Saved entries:

------------------------------------------------------------

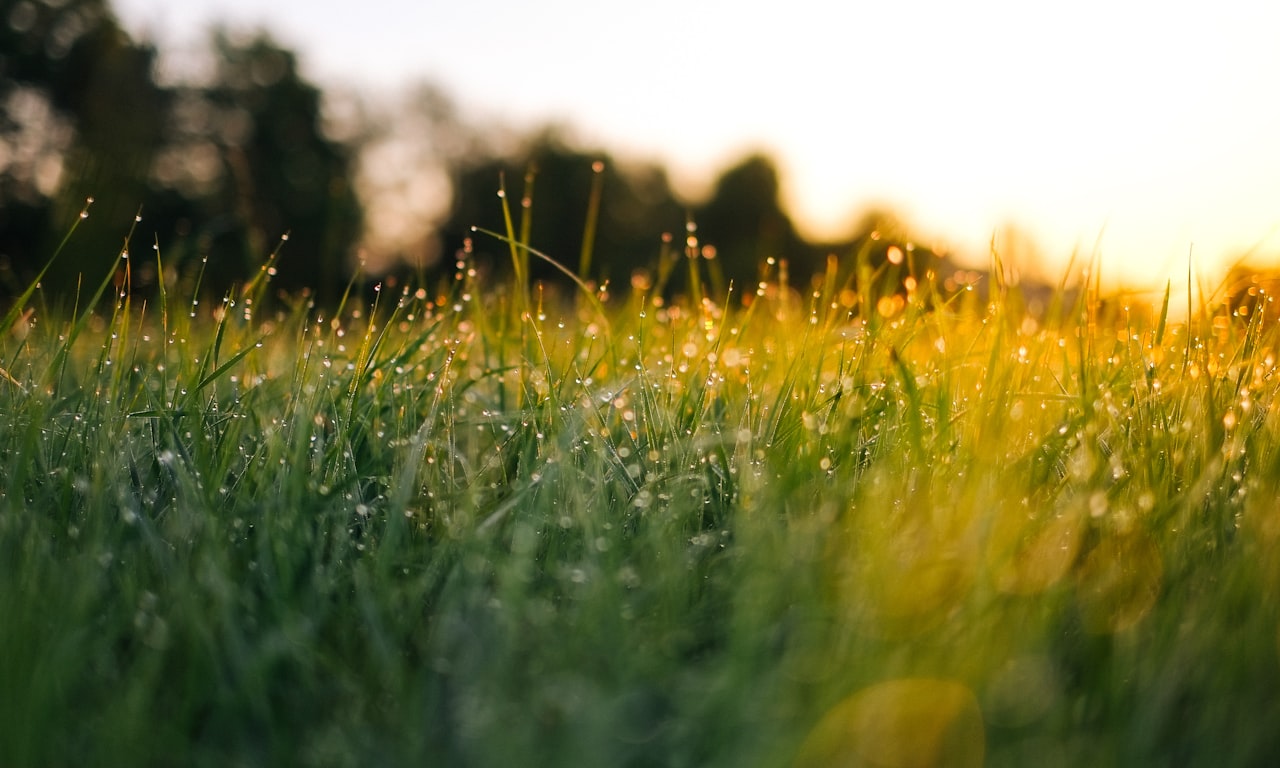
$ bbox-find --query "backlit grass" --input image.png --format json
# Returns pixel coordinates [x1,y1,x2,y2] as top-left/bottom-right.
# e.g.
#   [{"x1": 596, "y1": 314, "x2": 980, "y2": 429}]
[{"x1": 0, "y1": 211, "x2": 1280, "y2": 765}]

------------------------------------------------------------

■ **PROMPT**
Reproduce every entry above word for word, but leave out the pictures.

■ **EXPECTED OUTPUT**
$ bbox-find --query "backlit grass" --input image.png --format json
# Returns pixel coordinates [x1,y1,x2,y2] as top-left/bottom-right.
# e.g.
#   [{"x1": 596, "y1": 314, "x2": 980, "y2": 429}]
[{"x1": 0, "y1": 211, "x2": 1280, "y2": 765}]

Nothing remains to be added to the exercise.